::: LISTED RECORDS :::
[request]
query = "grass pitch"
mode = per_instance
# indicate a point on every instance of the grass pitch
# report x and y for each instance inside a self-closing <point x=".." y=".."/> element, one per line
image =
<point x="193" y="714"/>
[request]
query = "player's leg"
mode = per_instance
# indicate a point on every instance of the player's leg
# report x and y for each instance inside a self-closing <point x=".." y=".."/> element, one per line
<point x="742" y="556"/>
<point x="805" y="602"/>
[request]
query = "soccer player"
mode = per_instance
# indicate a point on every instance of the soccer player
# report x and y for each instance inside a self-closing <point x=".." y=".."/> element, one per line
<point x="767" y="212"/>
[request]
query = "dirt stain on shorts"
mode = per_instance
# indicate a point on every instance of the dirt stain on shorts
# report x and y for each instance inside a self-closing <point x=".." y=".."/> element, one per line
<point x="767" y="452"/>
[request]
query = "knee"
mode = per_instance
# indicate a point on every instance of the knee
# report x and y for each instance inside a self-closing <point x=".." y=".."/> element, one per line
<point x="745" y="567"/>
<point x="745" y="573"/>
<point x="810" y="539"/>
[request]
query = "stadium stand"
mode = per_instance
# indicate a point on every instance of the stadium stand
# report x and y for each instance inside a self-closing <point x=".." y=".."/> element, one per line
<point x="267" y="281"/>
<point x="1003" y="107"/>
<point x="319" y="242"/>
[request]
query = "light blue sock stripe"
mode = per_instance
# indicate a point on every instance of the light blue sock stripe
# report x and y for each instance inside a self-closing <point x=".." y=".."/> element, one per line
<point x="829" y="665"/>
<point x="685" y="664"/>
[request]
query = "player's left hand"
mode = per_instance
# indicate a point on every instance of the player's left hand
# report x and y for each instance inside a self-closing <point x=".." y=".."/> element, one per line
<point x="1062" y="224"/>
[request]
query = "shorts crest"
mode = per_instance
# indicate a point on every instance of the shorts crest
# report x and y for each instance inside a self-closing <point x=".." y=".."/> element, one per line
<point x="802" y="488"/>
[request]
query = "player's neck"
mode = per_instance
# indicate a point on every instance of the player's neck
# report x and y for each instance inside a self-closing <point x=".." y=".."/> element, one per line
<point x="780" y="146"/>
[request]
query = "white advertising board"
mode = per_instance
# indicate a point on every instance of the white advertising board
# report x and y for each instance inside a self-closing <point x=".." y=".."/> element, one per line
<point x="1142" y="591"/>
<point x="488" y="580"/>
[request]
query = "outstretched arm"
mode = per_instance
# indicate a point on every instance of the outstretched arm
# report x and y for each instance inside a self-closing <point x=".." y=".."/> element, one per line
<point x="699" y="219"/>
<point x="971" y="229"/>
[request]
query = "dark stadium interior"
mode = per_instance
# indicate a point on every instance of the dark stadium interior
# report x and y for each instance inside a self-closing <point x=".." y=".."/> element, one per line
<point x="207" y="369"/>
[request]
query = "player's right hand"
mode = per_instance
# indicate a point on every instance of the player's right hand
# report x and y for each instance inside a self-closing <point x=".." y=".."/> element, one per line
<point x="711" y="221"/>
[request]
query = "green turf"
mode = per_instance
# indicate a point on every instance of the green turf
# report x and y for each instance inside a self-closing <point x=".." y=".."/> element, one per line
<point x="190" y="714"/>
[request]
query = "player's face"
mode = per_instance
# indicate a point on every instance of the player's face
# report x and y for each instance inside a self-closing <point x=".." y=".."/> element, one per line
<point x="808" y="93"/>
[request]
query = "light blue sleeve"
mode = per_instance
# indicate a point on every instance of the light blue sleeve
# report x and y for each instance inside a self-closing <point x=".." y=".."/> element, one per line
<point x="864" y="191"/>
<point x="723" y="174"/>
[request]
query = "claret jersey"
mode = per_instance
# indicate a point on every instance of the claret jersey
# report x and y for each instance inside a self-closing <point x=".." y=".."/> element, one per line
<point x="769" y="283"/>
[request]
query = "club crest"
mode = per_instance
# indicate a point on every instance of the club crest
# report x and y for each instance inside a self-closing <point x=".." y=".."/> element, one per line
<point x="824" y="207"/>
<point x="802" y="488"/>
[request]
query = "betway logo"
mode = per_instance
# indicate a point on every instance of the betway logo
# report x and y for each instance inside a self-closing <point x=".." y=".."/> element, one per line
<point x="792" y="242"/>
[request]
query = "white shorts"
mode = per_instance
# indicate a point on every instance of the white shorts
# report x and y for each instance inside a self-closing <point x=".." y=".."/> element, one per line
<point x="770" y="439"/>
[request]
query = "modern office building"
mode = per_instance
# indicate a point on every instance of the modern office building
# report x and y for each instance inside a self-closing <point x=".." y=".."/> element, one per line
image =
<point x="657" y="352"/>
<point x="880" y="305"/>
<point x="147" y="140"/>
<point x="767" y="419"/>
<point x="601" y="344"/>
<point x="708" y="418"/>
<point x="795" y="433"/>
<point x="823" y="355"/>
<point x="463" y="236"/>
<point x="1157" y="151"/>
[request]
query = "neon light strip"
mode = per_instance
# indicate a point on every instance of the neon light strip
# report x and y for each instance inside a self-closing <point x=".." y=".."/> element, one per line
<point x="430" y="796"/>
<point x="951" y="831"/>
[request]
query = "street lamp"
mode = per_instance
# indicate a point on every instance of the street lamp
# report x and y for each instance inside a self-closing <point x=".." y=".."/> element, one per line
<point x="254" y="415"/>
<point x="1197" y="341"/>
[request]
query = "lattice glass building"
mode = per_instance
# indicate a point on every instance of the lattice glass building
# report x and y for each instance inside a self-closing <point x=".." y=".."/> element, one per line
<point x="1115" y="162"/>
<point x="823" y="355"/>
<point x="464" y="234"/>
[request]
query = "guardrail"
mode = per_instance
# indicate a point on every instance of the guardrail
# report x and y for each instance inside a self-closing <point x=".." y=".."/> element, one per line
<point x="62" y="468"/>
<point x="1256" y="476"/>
:::
EXERCISE: Print all the data exactly.

EXERCISE RESPONSE:
[request]
query = "grass pitch"
mode = per_instance
# indicate a point on every instance of the grass pitch
# report x and y for each instance inside a self-closing <point x=".." y=".."/> element, one per line
image =
<point x="193" y="714"/>
[request]
query = "player's leg"
mode = per_instance
# indicate a point on every instance of the player's leg
# report x and y for each instance inside a self-closing <point x=".." y=".."/> element, one per line
<point x="742" y="556"/>
<point x="805" y="602"/>
[request]
query = "soccer player"
mode = per_instance
# indicate a point on every instance of the soccer player
# report x and y for each instance inside a self-closing <point x=".." y=".."/> element, one per line
<point x="767" y="212"/>
[request]
query = "dirt stain on shorts"
mode = per_instance
# indicate a point on every instance of the dirt stain on shorts
# report x and y for each instance inside a self-closing <point x=".." y=".."/> element, one per line
<point x="767" y="452"/>
[request]
query = "knee"
mode = per_instance
# indicate a point on every instance of the knee
# report x and y for each instance inside a self-closing <point x=".." y=".."/> element, one per line
<point x="745" y="567"/>
<point x="745" y="573"/>
<point x="810" y="539"/>
[request]
query = "stadium stand"
mode = per_instance
# indicate a point on every instance of the stadium stand
# report x and y for each instance inside a self-closing <point x=".." y=".."/> element, one per line
<point x="267" y="281"/>
<point x="1003" y="107"/>
<point x="319" y="242"/>
[request]
query = "light blue sock stripe"
mode = per_instance
# indicate a point on every instance of the light blue sock stripe
# report x and y for each instance inside a self-closing <point x=".." y=".."/> element, one per line
<point x="829" y="665"/>
<point x="685" y="664"/>
[request]
query = "player's left hand"
mode = per_instance
# indicate a point on every instance of the player's left hand
# report x and y for each instance inside a self-closing <point x=".." y=".."/> element, one per line
<point x="1062" y="224"/>
[request]
query = "shorts crest"
mode = per_instance
# indicate a point on every instance of the shorts crest
# report x and y for each instance inside a self-closing <point x=".." y=".."/> element, one per line
<point x="802" y="488"/>
[request]
query = "player's neck"
mode = per_instance
# indicate a point on every instance of the player's neck
# report x and y for each instance inside a self-closing <point x=".." y=".."/> element, one per line
<point x="780" y="146"/>
[request]
query = "white advertising board"
mode = per_instance
# indicate a point on every instance of the white advertising board
# report x and y for each instance inside a self-closing <point x=".." y=".."/> element, one per line
<point x="1142" y="591"/>
<point x="488" y="580"/>
[request]
query = "outstretched arm"
mode = per_instance
# indicate a point on every instance of the outstretched arm
# report x and y for each instance inside a self-closing <point x=".." y=".."/> element, one per line
<point x="699" y="219"/>
<point x="971" y="229"/>
[request]
query = "dark stadium interior"
mode = per_instance
# indicate a point on every instance of the dark stadium interior
# report x and y for each instance inside a self-closing <point x=".." y=".."/> element, one per line
<point x="207" y="369"/>
[request]
query = "player's right hand"
mode = per_instance
# indicate a point on every instance of the player's right hand
# report x and y for each instance inside a self-closing <point x=".." y=".."/> element, one per line
<point x="711" y="221"/>
[request]
query = "green turf"
mode = per_instance
# indicate a point on every instance of the green turf
# report x and y for each instance inside a self-closing <point x=".." y=".."/> element, one per line
<point x="190" y="714"/>
[request]
query = "player's face"
mode = per_instance
# indicate a point on every instance of the player's face
# report x and y for each instance inside a self-closing <point x=".." y=".."/> element, one per line
<point x="808" y="93"/>
[request]
query = "light blue sleeve"
mode = per_instance
# indicate a point on every instance of the light blue sleeve
# report x and y for each instance inside a self-closing <point x=".." y=".."/> element, one per line
<point x="864" y="191"/>
<point x="723" y="174"/>
[request]
query = "claret jersey"
mode = per_instance
# indicate a point on every instance of the claret jersey
# report x and y for each instance inside a self-closing <point x=".." y=".."/> element, one per line
<point x="769" y="283"/>
[request]
query = "club crest"
mode = per_instance
# indicate a point on every instance of the club crest
# report x and y for each instance inside a self-closing <point x=".." y=".."/> element, one per line
<point x="824" y="207"/>
<point x="802" y="488"/>
[request]
query = "betway logo"
mode = per_instance
# indicate a point on every instance of the betway logo
# report x and y for each instance inside a self-closing <point x=".." y=".."/> element, one per line
<point x="792" y="242"/>
[request]
query = "white shorts"
mode = per_instance
# indicate a point on every instance of the white shorts
# report x and y for each instance inside a self-closing <point x=".." y=".."/> element, one per line
<point x="770" y="439"/>
[request]
query = "modern office building"
mode = per_instance
# indicate a point on every instance of the modern office building
# report x and y for each instance inside a self-closing <point x=".." y=".."/> element, one per line
image =
<point x="657" y="352"/>
<point x="880" y="305"/>
<point x="147" y="140"/>
<point x="767" y="419"/>
<point x="601" y="344"/>
<point x="708" y="418"/>
<point x="795" y="433"/>
<point x="823" y="355"/>
<point x="463" y="236"/>
<point x="1157" y="151"/>
[request]
query = "neon light strip"
mode = per_instance
# indicate a point on every instance of the neon light strip
# report x and y for each instance inside a self-closing <point x=".." y=".."/> element, one per line
<point x="430" y="796"/>
<point x="951" y="831"/>
[request]
query = "street lamp"
mode = per_instance
# indicate a point on every instance of the street lamp
# report x and y for each instance inside a self-closing <point x=".." y=".."/> element, one per line
<point x="254" y="415"/>
<point x="1197" y="341"/>
[request]
query = "lattice glass building"
mode = per_instance
# indicate a point on every instance of the lattice glass building
# report x and y for each instance inside a self-closing <point x=".." y=".."/> element, one per line
<point x="1115" y="162"/>
<point x="823" y="355"/>
<point x="464" y="234"/>
[request]
query = "guardrail"
mode = per_instance
# indicate a point on every instance of the guardrail
# report x and y for each instance inside a self-closing <point x=".." y=".."/> element, one per line
<point x="62" y="468"/>
<point x="1256" y="476"/>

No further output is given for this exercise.